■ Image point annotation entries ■
┌──

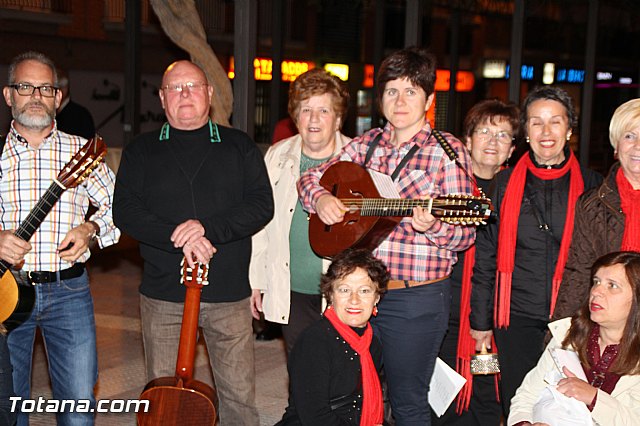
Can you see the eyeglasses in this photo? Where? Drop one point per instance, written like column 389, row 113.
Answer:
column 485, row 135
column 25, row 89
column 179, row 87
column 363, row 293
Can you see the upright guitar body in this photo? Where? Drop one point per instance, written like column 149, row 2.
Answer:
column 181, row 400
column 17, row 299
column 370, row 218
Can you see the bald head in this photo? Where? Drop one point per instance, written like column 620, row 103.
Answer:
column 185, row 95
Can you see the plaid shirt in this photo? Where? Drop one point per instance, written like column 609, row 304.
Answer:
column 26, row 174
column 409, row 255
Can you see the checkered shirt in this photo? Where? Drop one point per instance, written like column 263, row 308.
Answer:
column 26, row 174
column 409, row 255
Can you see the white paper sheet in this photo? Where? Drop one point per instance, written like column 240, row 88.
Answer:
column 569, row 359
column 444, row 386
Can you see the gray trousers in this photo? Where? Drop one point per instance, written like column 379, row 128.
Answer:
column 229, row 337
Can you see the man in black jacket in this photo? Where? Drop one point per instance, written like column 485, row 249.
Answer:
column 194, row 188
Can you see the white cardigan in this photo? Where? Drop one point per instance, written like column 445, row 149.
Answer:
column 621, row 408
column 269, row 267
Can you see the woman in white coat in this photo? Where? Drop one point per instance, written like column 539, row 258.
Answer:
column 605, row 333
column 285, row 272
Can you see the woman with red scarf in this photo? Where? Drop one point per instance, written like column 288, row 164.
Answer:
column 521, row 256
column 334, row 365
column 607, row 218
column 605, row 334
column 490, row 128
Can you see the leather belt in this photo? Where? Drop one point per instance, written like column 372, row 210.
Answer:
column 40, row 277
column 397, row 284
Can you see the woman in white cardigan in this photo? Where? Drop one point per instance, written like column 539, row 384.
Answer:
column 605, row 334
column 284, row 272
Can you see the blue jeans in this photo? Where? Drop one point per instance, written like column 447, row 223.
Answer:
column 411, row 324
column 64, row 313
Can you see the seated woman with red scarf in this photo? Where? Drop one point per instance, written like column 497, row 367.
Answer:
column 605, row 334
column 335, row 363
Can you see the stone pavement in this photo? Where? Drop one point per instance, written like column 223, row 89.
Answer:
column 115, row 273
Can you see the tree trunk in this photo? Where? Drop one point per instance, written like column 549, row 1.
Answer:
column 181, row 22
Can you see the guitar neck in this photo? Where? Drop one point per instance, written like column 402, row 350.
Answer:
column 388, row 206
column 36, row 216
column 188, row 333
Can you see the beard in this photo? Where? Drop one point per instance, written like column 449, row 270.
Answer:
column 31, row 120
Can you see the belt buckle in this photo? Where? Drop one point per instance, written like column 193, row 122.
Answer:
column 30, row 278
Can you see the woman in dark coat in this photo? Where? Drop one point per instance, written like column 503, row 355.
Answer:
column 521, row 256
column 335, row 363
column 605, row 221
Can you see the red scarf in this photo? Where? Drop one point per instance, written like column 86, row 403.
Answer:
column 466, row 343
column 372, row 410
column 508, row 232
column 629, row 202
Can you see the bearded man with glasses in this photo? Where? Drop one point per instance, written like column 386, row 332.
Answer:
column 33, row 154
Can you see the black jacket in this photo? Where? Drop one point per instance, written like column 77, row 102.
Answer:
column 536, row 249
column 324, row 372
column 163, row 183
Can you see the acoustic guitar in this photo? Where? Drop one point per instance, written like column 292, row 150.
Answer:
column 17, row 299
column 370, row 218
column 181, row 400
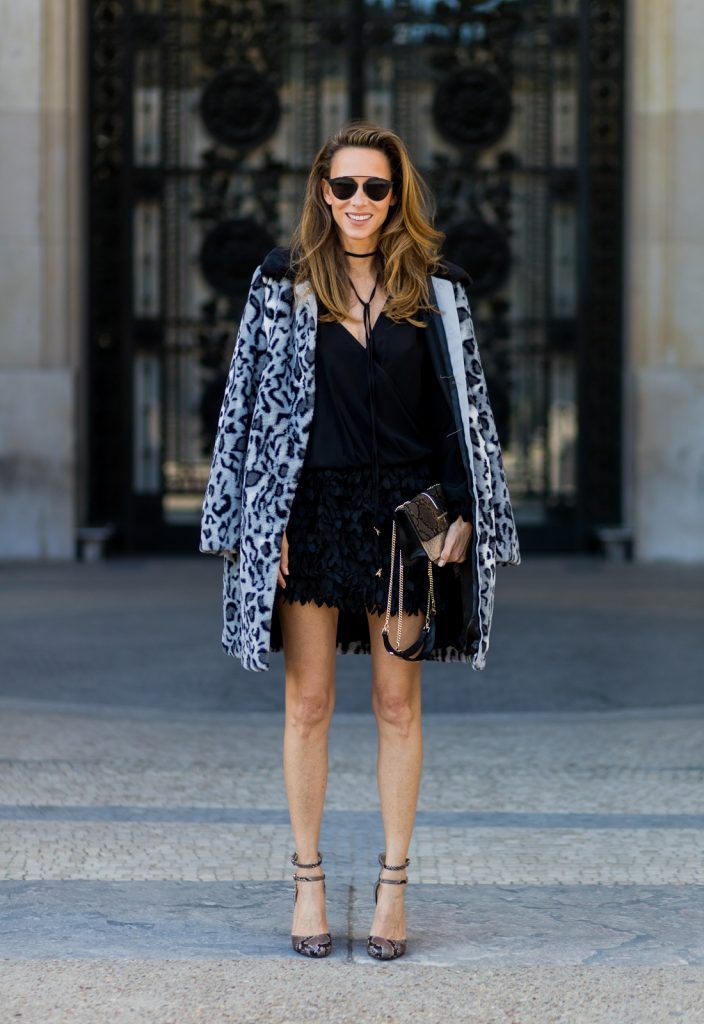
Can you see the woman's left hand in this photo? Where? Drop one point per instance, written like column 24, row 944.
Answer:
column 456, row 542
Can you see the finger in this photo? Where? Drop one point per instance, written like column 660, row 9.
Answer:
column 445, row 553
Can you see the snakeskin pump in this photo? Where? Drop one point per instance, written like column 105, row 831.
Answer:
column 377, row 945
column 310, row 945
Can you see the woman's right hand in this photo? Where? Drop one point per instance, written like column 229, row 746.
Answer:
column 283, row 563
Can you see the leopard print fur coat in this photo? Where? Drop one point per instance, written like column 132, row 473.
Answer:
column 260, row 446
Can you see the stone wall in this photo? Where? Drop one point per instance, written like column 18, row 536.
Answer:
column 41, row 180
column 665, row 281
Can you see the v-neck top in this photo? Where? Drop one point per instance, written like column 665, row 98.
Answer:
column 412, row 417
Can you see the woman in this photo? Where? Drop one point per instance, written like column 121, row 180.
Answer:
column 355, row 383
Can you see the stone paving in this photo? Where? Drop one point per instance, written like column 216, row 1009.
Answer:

└──

■ Task objective ■
Please lay out the items as a numbered list, starting with the line that contains "Can you see the belt" and going on through the line that contains "column 33, row 154". Leave out blank lines.

■ Finished task ■
1. Can you see the belt buckle in this photo? Where? Drop one point per instance, written like column 193, row 122.
2. Answer:
3. column 30, row 278
4. Can you see the woman in dark coat in this photo? Where? Drop one point per instance, written like column 503, row 355.
5. Answer:
6. column 521, row 256
7. column 335, row 363
8. column 605, row 221
9. Can you see the red scarf in this photo? Where? Drop one point per instance, written like column 86, row 403.
10. Answer:
11. column 466, row 343
12. column 372, row 410
13. column 508, row 232
14. column 629, row 202
15. Can you see the bearded man with glasses in this photo? Where? Drop one point per instance, written like column 386, row 332.
16. Answer:
17. column 33, row 154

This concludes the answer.